TASK MATERIAL

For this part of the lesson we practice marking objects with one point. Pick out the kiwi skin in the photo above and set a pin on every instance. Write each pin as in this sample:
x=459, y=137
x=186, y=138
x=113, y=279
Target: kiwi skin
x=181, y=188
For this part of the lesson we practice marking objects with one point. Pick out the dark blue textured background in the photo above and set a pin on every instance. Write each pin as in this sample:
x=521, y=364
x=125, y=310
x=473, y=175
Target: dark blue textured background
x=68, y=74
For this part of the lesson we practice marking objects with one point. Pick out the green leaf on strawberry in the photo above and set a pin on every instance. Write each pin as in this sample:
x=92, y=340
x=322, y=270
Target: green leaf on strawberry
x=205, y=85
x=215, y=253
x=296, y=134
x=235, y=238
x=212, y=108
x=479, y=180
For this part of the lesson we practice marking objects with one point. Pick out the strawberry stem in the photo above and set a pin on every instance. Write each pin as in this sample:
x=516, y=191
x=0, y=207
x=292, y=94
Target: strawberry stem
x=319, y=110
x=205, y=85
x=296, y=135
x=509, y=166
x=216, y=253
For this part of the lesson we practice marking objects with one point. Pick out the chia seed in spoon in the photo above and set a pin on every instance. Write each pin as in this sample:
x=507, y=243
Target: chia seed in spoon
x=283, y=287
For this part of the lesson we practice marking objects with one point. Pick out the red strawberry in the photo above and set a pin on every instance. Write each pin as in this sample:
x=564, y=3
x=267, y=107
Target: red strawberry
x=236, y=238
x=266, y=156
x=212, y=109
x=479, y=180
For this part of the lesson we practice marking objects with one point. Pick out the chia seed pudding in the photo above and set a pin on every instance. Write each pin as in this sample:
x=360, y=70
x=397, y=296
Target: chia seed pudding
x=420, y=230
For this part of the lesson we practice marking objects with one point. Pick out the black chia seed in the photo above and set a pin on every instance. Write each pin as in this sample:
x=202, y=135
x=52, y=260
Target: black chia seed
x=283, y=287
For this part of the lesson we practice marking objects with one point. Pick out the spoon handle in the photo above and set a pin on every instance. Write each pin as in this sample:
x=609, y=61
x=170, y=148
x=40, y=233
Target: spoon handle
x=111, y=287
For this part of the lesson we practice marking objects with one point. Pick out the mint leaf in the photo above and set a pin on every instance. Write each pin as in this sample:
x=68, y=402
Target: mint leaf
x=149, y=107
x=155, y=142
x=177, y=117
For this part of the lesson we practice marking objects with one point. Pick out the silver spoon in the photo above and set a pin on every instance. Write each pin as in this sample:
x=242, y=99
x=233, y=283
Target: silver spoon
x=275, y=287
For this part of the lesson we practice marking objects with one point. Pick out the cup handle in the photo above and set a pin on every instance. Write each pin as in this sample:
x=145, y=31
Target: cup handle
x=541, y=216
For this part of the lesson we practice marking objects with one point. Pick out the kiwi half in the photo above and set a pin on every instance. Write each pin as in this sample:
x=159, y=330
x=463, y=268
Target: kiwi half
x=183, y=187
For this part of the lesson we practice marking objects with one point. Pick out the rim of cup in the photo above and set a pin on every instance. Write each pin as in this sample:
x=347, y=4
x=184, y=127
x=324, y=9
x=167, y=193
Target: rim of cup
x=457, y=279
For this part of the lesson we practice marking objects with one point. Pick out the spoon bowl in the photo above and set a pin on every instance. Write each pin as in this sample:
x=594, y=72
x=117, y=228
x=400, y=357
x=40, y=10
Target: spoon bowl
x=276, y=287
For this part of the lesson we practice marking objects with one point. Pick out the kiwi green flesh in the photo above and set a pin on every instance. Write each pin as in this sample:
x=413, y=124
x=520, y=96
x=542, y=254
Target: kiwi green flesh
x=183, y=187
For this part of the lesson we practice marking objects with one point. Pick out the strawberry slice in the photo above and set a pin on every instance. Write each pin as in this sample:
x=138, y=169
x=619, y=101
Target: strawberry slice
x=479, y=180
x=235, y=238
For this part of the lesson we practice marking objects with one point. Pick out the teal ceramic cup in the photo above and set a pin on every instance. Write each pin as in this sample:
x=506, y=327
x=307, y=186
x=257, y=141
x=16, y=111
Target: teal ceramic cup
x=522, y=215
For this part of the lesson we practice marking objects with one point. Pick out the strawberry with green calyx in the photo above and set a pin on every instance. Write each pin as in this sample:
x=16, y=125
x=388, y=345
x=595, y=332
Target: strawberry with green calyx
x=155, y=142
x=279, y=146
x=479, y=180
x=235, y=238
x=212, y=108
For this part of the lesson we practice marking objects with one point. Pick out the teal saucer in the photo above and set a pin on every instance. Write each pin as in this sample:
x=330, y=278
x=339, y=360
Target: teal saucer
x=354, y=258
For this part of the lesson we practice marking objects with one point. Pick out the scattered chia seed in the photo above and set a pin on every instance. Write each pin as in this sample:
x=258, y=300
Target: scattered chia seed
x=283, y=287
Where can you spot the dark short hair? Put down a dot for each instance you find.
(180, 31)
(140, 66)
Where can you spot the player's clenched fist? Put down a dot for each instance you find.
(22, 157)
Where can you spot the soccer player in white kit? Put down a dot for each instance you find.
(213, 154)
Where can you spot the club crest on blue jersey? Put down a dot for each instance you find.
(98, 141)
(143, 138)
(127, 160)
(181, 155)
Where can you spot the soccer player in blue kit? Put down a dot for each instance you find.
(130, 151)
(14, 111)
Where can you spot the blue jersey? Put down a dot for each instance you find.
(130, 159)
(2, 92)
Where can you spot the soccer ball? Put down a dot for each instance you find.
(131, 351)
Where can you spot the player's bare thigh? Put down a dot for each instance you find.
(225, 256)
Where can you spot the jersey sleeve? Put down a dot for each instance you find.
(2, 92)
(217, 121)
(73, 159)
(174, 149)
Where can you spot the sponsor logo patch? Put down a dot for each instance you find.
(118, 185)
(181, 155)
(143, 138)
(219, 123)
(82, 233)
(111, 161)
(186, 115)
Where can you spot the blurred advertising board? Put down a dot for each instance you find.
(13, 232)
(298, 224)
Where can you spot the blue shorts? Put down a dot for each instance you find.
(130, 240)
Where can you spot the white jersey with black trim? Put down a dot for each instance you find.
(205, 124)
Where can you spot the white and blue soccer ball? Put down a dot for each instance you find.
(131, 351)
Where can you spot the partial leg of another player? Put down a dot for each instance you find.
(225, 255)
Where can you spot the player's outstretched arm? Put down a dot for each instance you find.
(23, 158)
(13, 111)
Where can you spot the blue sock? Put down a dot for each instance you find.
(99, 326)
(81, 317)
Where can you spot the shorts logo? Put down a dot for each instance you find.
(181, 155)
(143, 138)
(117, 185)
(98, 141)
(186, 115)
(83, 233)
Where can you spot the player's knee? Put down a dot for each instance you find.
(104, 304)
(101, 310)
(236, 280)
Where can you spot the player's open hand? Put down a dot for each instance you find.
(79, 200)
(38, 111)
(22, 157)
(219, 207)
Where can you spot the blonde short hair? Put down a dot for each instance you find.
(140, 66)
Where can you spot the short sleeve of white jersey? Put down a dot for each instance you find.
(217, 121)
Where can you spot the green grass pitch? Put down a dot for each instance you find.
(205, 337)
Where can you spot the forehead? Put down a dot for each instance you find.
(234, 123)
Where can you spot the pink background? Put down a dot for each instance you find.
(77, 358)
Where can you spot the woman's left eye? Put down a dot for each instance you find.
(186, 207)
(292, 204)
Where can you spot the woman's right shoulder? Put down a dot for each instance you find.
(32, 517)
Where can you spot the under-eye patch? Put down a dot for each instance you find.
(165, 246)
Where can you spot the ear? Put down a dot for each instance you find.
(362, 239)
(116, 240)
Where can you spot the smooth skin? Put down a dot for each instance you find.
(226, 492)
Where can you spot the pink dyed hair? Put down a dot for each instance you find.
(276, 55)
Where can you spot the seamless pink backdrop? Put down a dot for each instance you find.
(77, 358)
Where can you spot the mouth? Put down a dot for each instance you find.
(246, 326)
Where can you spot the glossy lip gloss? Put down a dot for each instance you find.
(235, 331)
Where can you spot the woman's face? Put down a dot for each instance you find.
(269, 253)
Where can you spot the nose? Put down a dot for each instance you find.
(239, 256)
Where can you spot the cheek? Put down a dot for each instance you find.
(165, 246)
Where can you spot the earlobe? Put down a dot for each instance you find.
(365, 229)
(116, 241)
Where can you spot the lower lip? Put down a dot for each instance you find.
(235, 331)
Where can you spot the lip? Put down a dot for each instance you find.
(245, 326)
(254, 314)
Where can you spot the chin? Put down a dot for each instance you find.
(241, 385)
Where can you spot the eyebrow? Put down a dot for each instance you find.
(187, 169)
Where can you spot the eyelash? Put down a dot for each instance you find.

WHAT YOU ARE ASKED TO DO
Reproduce exactly, with nothing added, the lines from the one that contains "Where can you spot the seamless" to the end of the data.

SOLUTION TO THIS PROBLEM
Where can you spot the seamless pink backdrop? Put down a dot for each instance you find.
(77, 358)
Where can you spot the mouth? Put down a dot for each instance you find.
(246, 326)
Where can you spot the glossy lip gloss? Put down a dot for each instance you find.
(235, 331)
Where can you spot the woman's face? Put down a dot for each instance you find.
(269, 253)
Where can you spot the nose? Put down a dot for each instance you find.
(239, 256)
Where can you spot the cheek? Put down a dot for each instance you find.
(165, 246)
Where can you spot the earlobe? Put down a dot for each instance you find.
(365, 229)
(116, 241)
Where can you spot the lower lip? Put down a dot for each instance you find.
(235, 331)
Where can you spot the lip? Put down a dot for each instance you find.
(245, 326)
(254, 314)
Where can you spot the chin? Put down a dot for each instance you find.
(241, 385)
Where can you spot the eyebrow? Put down a dot for each instance you find.
(187, 169)
Where can you spot the eyelash? Put down a dot for each instance you find.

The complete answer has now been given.